The Ritz Carlton, Westin Peachtree Plaza, Georgia-Pacific Building, SunTrust Plaza (where more than 60 people had to be relocated out of their offices), Equitable Building, and Georgia State University also had windows blown out (300 at Equitable alone), as did the Tabernacle (a former church with stained glass that is now a concert venue). The windows of the Westin continued to fall for days after the tornado, forcing police to keep several city blocks and MARTA's Peachtree Center station closed to pedestrians. The Georgia World Congress Center also sustained flooding while hosting a JROTC event and the Hinman Dental Meeting; Fox Sports Net took footage of a staircase in the new section of the complex that looked like a fountain with water cascading down it. The annual Atlanta Home Show and all other events were cancelled for the weekend in the GWCC complex, as was the Atlanta St. Patrick's Day Parade scheduled for the next day. WRAS FM at Georgia State University was off the air for two days, though it was not stated whether its studio or tower sustained damage, or if this was due to security or safety concerns, or power outages. The historic Rialto Theatre at GSU also sustained roof damage, which caused water damage inside.

◆ ◆ ◆ ◆

PROBLEMS TO SOLVE:
A) List every building or institution that the passage about tornado damage in Atlanta says had windows blown out.
B) According to the passage about tornado damage in Atlanta, how long was WRAS FM off the air?
C) Decide whether each statement agrees with the passage about tornado damage in Atlanta: (i) About 300 windows were blown out at the Equitable Building. (ii) The Rialto Theatre's roof damage led to water damage inside. (iii) The Atlanta St. Patrick's Day Parade went ahead the next day as planned.

(Saved entries)
◆ ◆ ◆ ◆

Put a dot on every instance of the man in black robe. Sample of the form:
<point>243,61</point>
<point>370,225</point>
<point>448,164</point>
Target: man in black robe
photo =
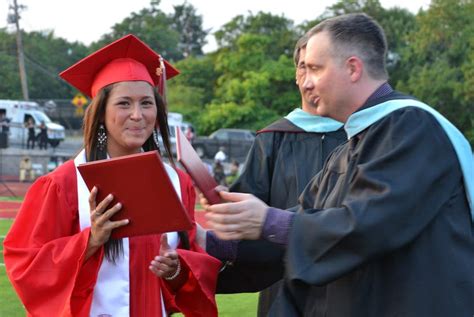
<point>386,228</point>
<point>281,162</point>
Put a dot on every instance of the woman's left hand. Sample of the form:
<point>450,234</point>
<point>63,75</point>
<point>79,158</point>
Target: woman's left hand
<point>166,264</point>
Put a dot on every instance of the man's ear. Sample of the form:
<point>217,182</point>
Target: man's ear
<point>355,68</point>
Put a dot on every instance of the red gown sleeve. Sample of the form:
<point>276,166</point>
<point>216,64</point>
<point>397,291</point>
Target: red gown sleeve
<point>197,296</point>
<point>44,251</point>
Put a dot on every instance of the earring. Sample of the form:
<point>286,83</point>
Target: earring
<point>101,138</point>
<point>155,138</point>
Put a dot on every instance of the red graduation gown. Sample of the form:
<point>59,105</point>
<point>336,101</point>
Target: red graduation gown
<point>45,250</point>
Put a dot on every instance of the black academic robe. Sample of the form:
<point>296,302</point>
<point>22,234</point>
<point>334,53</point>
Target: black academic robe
<point>281,162</point>
<point>390,232</point>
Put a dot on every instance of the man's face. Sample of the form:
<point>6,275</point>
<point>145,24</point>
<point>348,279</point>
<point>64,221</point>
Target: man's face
<point>326,78</point>
<point>306,102</point>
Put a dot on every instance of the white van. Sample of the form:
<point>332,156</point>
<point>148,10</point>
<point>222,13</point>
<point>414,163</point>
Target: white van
<point>19,112</point>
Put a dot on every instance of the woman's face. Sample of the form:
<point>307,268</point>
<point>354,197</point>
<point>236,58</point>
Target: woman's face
<point>130,117</point>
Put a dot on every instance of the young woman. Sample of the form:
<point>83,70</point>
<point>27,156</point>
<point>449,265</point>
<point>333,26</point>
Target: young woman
<point>58,253</point>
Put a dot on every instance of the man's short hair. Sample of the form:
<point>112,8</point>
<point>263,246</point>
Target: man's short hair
<point>357,34</point>
<point>300,44</point>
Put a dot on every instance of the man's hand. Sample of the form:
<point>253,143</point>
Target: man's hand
<point>241,218</point>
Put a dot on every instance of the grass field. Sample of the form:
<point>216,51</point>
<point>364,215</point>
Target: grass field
<point>239,305</point>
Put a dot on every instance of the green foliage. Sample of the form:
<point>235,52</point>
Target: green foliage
<point>175,36</point>
<point>247,116</point>
<point>440,60</point>
<point>189,25</point>
<point>251,75</point>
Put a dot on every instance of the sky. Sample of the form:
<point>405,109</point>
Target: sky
<point>87,20</point>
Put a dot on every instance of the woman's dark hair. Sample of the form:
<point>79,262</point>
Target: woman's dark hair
<point>93,117</point>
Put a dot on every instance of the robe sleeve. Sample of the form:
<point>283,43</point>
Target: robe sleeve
<point>44,253</point>
<point>399,176</point>
<point>197,296</point>
<point>256,176</point>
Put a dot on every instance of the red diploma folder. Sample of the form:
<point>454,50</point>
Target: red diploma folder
<point>140,182</point>
<point>188,157</point>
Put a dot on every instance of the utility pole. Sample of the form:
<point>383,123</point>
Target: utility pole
<point>15,18</point>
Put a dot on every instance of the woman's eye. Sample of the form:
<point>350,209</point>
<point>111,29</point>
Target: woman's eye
<point>123,103</point>
<point>147,103</point>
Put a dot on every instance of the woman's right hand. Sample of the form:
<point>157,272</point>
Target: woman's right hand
<point>101,225</point>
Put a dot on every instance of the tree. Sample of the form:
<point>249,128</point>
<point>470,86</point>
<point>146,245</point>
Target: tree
<point>152,26</point>
<point>189,25</point>
<point>440,56</point>
<point>174,36</point>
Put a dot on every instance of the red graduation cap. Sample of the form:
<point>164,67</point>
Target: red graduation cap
<point>127,59</point>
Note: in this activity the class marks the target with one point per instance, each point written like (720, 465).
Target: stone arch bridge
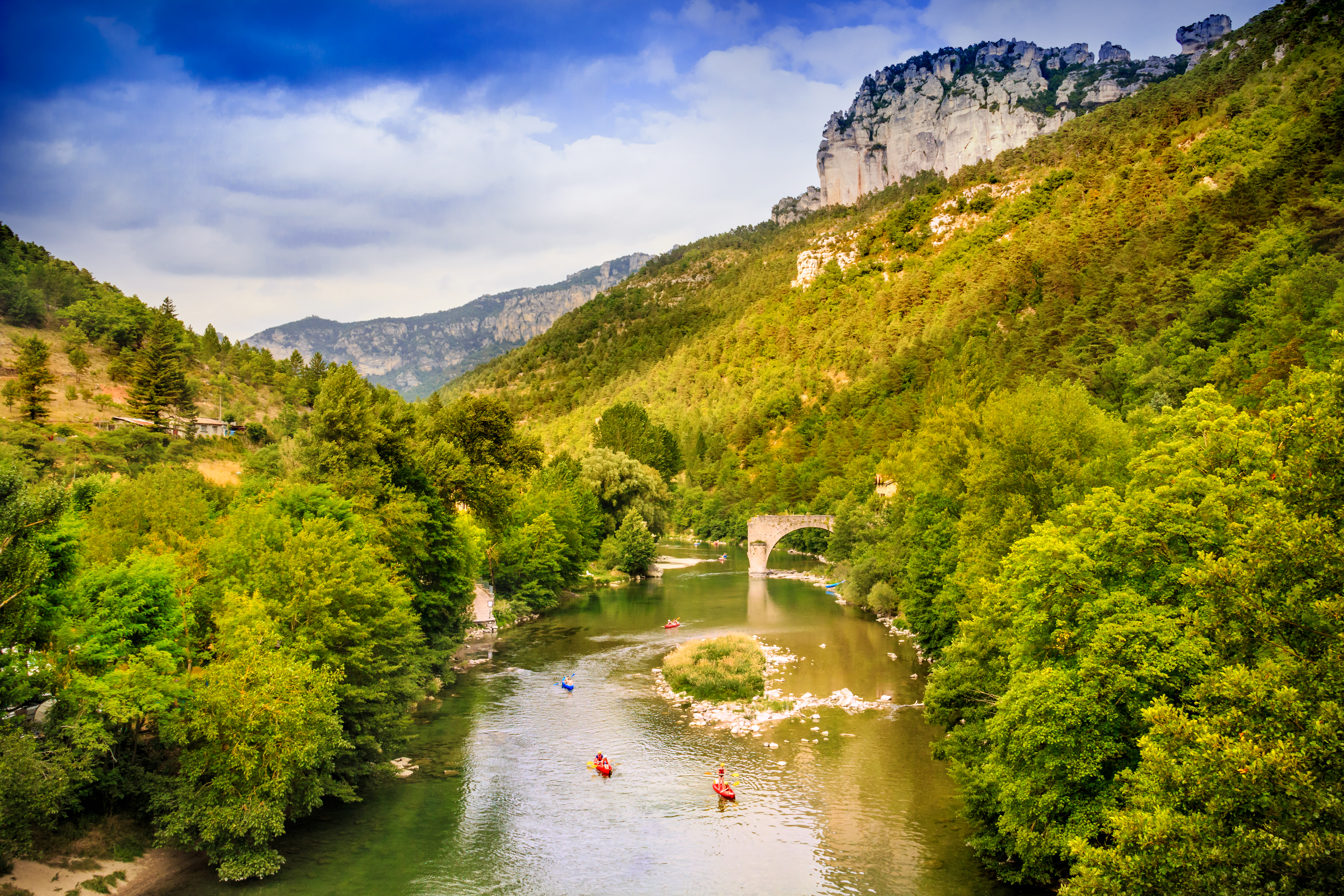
(764, 532)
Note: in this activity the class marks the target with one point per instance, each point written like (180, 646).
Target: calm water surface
(865, 815)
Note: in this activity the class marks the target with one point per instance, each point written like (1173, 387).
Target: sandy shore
(155, 872)
(681, 563)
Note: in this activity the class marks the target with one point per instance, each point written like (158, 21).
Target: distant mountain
(417, 355)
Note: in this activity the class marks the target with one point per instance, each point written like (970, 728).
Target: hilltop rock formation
(1195, 38)
(939, 112)
(417, 355)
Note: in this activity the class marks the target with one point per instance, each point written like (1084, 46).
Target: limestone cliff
(939, 112)
(417, 355)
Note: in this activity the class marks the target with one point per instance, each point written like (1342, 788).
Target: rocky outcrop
(1197, 38)
(417, 355)
(792, 209)
(1112, 53)
(939, 112)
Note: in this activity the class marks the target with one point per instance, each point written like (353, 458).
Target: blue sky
(263, 162)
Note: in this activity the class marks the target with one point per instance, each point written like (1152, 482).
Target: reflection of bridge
(764, 532)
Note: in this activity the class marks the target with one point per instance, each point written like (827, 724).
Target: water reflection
(523, 815)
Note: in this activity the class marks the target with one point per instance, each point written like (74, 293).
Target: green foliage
(259, 739)
(621, 484)
(636, 543)
(627, 429)
(34, 789)
(34, 377)
(165, 511)
(158, 379)
(1108, 682)
(726, 668)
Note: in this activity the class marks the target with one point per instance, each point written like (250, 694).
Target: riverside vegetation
(726, 668)
(218, 660)
(1109, 397)
(1107, 386)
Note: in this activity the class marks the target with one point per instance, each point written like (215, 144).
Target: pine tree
(314, 375)
(158, 378)
(209, 343)
(34, 377)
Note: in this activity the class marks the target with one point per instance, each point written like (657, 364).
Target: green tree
(34, 789)
(638, 545)
(529, 565)
(158, 379)
(627, 429)
(160, 512)
(620, 484)
(79, 361)
(209, 343)
(259, 737)
(478, 457)
(312, 377)
(34, 377)
(339, 605)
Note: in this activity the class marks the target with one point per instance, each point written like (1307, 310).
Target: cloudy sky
(265, 160)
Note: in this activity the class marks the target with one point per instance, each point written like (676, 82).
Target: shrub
(636, 543)
(609, 557)
(882, 598)
(726, 668)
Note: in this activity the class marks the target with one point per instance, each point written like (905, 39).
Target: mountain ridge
(419, 355)
(962, 105)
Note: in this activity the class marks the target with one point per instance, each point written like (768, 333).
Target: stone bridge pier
(764, 532)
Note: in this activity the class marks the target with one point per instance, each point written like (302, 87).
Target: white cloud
(256, 206)
(253, 208)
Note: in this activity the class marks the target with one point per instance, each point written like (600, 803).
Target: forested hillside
(1103, 371)
(201, 661)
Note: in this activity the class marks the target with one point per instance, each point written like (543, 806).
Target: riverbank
(153, 872)
(745, 718)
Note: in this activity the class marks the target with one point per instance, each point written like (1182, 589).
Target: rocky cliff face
(939, 112)
(417, 355)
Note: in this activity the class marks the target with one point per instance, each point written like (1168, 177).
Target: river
(870, 813)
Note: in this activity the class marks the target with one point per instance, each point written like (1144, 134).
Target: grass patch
(728, 668)
(107, 883)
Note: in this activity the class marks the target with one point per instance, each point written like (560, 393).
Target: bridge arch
(764, 532)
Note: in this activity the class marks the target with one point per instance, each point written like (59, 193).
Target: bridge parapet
(764, 532)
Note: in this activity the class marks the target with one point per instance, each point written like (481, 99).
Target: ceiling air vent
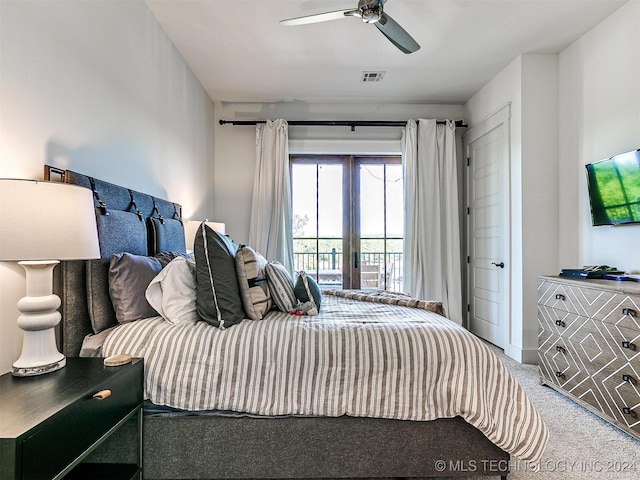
(368, 77)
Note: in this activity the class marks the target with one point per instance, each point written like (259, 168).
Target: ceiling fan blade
(396, 34)
(320, 17)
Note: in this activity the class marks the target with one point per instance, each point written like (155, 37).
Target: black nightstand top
(26, 402)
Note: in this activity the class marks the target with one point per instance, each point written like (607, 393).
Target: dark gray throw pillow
(307, 289)
(129, 277)
(218, 302)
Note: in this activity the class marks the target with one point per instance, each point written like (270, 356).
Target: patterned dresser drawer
(589, 345)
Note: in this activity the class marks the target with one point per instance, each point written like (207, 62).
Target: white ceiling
(240, 53)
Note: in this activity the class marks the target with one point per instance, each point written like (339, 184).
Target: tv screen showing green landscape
(614, 189)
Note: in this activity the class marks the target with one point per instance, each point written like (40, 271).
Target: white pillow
(172, 293)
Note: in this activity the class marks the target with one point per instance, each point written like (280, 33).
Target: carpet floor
(581, 444)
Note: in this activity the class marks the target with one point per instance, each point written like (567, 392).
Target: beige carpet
(581, 445)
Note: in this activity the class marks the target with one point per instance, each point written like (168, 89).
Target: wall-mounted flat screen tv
(614, 189)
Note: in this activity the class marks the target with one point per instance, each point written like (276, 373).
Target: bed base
(199, 447)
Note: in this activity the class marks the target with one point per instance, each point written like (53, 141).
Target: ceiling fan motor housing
(371, 10)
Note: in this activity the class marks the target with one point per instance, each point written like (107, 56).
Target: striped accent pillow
(281, 286)
(250, 267)
(307, 289)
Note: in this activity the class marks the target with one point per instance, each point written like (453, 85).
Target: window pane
(395, 201)
(330, 201)
(303, 191)
(372, 200)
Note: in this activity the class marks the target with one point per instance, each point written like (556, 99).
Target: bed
(335, 429)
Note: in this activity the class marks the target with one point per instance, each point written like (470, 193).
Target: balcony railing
(378, 270)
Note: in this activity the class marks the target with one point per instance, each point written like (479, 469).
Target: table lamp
(42, 223)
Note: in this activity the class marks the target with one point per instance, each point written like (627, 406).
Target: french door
(348, 220)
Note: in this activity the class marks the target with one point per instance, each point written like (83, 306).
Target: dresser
(50, 423)
(589, 345)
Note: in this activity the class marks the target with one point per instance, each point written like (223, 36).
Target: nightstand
(50, 423)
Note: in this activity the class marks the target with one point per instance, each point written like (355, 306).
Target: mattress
(358, 358)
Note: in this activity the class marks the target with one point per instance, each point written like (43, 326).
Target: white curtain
(432, 215)
(270, 232)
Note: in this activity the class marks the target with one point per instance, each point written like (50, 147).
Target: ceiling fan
(370, 11)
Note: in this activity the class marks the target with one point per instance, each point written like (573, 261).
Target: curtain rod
(337, 123)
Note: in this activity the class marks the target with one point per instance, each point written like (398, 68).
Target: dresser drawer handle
(628, 378)
(102, 394)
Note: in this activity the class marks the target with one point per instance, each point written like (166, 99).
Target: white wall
(97, 87)
(567, 110)
(599, 117)
(235, 145)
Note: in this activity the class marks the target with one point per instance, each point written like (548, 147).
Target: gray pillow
(281, 286)
(307, 289)
(219, 302)
(129, 277)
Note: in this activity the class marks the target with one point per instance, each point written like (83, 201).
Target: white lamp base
(39, 317)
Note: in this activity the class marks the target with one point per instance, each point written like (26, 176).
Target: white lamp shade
(46, 221)
(191, 227)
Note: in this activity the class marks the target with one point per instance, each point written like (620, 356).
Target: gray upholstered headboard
(128, 221)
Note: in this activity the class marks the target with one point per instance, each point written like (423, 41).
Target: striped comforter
(356, 358)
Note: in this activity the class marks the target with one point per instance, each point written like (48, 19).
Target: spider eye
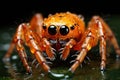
(72, 27)
(64, 30)
(52, 30)
(44, 27)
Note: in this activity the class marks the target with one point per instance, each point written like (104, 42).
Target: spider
(65, 27)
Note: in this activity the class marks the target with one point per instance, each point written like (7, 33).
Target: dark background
(16, 12)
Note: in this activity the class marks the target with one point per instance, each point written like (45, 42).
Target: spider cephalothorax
(68, 27)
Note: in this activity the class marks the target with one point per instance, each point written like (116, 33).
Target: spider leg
(97, 29)
(10, 50)
(35, 47)
(49, 50)
(89, 41)
(17, 41)
(111, 37)
(66, 50)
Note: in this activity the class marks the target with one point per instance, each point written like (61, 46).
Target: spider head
(63, 26)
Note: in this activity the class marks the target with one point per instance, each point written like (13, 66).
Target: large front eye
(52, 30)
(64, 30)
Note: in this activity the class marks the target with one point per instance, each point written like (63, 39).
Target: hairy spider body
(67, 27)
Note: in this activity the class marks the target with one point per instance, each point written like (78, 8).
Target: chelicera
(68, 27)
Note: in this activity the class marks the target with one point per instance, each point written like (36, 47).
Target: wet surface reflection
(90, 70)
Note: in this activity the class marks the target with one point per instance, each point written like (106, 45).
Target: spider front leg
(18, 41)
(49, 50)
(66, 50)
(97, 30)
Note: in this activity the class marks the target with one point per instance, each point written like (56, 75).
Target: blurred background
(15, 12)
(12, 13)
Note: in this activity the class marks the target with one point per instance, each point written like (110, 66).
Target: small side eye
(72, 27)
(52, 30)
(44, 27)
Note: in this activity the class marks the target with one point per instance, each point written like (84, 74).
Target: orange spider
(67, 27)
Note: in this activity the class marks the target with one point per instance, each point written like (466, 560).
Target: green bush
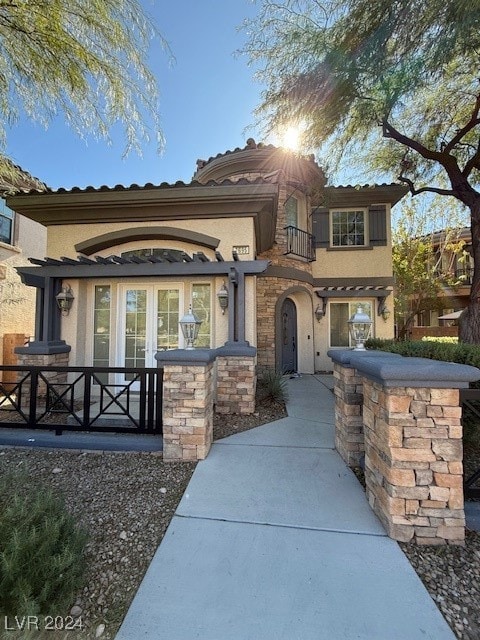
(272, 386)
(41, 550)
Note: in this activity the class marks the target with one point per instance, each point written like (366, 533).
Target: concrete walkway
(274, 540)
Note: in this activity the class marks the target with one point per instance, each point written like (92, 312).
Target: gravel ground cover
(126, 501)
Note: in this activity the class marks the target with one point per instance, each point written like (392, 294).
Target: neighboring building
(20, 239)
(457, 266)
(295, 256)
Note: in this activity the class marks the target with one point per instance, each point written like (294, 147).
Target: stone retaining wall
(413, 462)
(349, 440)
(187, 411)
(412, 435)
(236, 384)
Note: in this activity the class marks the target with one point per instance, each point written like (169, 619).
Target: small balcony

◆ ◆ ◆ ◆

ACTIVITY ANSWERS:
A) The Ritz Carlton, Westin Peachtree Plaza, Georgia-Pacific Building, SunTrust Plaza, Equitable Building, Georgia State University, and the Tabernacle.

B) Two days.

C)
(i) Yes: "(300 at Equitable alone)"
(ii) Yes: "sustained roof damage, which caused water damage inside"
(iii) No: "as was the Atlanta St. Patrick's Day Parade scheduled for the next day"